DOCUMENT PASSAGE =
»»
The Parliamentary Standing Committee of Labour, Textiles and Skill Development recently submitted a report on the implementation of NAPS. Among other things, it noted the low achievement of enrolment under the scheme against the stated targets. The government highlighted low expenditure, and compliance costs as possible reasons. Here is a review.

‘It is not the quantity, but the quality that actually matters.’ We all must have heard this line at some point in our life. While it might not be true in every case, it is mostly true in the case of employability. Organizations often look for quality (Employable Skills) in the potential candidates and not on the available pool of workforce (quantity).

It is in this context, we look at the National Apprenticeship Promotion Scheme (NAPS) introduced by the Government of India (GoI) and what the parliamentary standing committee had to say about this scheme. 

India’s median age by 2022 will be 28, well below other developed nations like the United States and China. That effectively means the working-age population is greater than the non-working age group. Also called ‘Demographic Dividend’, this is touted to have the potential to re-write India’s economic growth and put India at the top of the world. However, only 4.69% underwent formal training as compared to 52% in the USA, 80% in Japan and 75% in Germany, as per the ‘2015 National Policy for Skill Development & Entrepreneurship’ document of the Ministry of the Skill Development & Entrepreneurship (MSDE). If left unnoticed, this could well turn the demographic dividend into a liability from being an asset. To reap the benefits of the demographic dividend, India must generate both employment as well as prepare its workforce with employable skills. 

Transformations are happening at a rapid pace across multiple sectors of Industry. The advent of digital technologies, automation and artificial intelligence brought with them huge disruptions in the market, driving the requirement for new learning curricula and skilling strategies. Skilling, re-skilling, and upskilling is the only formula to stay relevant in these ever-changing market conditions. Governments have been implementing multiple schemes related to skilling over the years. 

This story is primarily based on the Standing Committee  of Labour, Textiles and Skill Development’s report on the implementation of the NAPS/ National Apprenticeship Training Scheme (NATS), with inputs from parliamentary questions.
««
DATASET =
»»
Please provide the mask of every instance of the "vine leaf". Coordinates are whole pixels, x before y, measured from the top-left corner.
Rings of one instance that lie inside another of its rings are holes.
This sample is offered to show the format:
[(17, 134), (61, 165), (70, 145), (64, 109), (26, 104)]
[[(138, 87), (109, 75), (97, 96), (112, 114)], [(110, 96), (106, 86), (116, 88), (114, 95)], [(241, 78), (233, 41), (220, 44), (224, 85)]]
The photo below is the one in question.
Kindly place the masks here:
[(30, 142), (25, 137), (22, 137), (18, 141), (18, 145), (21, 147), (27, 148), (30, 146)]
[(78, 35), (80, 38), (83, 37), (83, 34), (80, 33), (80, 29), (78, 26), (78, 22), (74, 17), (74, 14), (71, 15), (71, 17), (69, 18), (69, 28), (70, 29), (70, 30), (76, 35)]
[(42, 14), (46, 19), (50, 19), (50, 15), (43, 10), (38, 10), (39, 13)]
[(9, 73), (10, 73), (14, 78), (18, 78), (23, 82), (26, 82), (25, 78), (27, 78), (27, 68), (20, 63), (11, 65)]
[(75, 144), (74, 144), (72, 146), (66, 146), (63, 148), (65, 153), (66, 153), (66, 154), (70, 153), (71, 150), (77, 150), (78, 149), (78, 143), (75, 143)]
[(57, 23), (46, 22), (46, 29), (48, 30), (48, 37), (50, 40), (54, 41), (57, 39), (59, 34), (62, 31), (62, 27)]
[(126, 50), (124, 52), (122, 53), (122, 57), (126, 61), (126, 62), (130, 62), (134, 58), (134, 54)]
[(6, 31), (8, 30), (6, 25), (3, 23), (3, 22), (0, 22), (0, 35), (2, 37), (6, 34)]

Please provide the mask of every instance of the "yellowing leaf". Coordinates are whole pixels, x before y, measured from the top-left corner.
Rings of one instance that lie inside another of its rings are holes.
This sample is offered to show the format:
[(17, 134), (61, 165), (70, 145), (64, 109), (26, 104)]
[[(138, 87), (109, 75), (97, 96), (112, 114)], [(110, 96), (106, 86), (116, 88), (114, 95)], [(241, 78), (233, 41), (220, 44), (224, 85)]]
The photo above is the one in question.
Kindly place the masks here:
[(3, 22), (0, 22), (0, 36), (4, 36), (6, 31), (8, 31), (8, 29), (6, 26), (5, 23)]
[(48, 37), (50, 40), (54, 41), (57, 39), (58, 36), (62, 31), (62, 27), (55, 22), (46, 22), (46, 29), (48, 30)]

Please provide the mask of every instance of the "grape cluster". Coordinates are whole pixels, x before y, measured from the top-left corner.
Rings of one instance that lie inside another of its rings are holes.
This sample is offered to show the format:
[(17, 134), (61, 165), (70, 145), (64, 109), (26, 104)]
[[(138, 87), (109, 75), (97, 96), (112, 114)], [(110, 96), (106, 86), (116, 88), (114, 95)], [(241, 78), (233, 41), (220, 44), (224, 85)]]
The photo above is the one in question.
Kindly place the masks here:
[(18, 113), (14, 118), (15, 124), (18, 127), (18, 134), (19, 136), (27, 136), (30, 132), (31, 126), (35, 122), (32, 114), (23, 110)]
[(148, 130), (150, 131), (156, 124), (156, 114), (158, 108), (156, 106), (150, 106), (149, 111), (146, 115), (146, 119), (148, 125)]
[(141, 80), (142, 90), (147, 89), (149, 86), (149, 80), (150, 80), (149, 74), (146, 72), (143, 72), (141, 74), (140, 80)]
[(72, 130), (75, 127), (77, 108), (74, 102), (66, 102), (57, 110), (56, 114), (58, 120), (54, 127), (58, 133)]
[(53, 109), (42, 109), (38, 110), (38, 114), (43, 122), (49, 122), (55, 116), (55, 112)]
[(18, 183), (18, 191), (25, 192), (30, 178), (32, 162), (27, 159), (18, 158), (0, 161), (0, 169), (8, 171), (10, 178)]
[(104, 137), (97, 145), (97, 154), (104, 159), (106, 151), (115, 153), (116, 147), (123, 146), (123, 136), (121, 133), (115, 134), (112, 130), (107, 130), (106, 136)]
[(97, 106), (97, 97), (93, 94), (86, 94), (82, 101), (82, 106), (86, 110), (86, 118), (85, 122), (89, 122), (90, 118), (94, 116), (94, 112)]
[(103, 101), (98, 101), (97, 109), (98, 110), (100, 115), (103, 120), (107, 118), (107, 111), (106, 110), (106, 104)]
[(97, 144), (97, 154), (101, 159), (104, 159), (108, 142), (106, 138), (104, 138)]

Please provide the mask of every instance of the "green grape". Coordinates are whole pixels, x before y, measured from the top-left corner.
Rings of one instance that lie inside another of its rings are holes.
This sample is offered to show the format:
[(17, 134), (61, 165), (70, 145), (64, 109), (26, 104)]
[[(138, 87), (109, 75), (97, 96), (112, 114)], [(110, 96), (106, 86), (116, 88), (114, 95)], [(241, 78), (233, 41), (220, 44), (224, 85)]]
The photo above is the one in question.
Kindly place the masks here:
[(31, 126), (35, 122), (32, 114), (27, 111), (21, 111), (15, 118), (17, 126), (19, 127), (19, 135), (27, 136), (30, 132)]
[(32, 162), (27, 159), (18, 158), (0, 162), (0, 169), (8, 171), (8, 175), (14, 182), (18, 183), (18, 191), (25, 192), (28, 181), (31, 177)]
««
DIRECTION 1 = From the passage on the apprenticeship scheme, quote the words from "India’s median age" to "with employable skills.".
DIRECTION 2 = Answer yes or no for each statement about the passage on the apprenticeship scheme, and back each answer with the deciding words quoted from that passage. (a) The parliamentary committee noted low enrollment under the scheme compared with its targets. (b) India's median age in 2022 will be higher than that of the United States. (c) The share of the workforce with formal training in Japan is given as 75%.

SOLUTION 1 =
India’s median age by 2022 will be 28, well below other developed nations like the United States and China. That effectively means the working-age population is greater than the non-working age group. Also called ‘Demographic Dividend’, this is touted to have the potential to re-write India’s economic growth and put India at the top of the world. However, only 4.69% underwent formal training as compared to 52% in the USA, 80% in Japan and 75% in Germany, as per the ‘2015 National Policy for Skill Development & Entrepreneurship’ document of the Ministry of the Skill Development & Entrepreneurship (MSDE). If left unnoticed, this could well turn the demographic dividend into a liability from being an asset. To reap the benefits of the demographic dividend, India must generate both employment as well as prepare its workforce with employable skills.

SOLUTION 2 =
(a) Yes: "it noted the low achievement of enrolment under the scheme against the stated targets."
(b) No: "India’s median age by 2022 will be 28, well below other developed nations like the United States and China."
(c) No: "80% in Japan and 75% in Germany"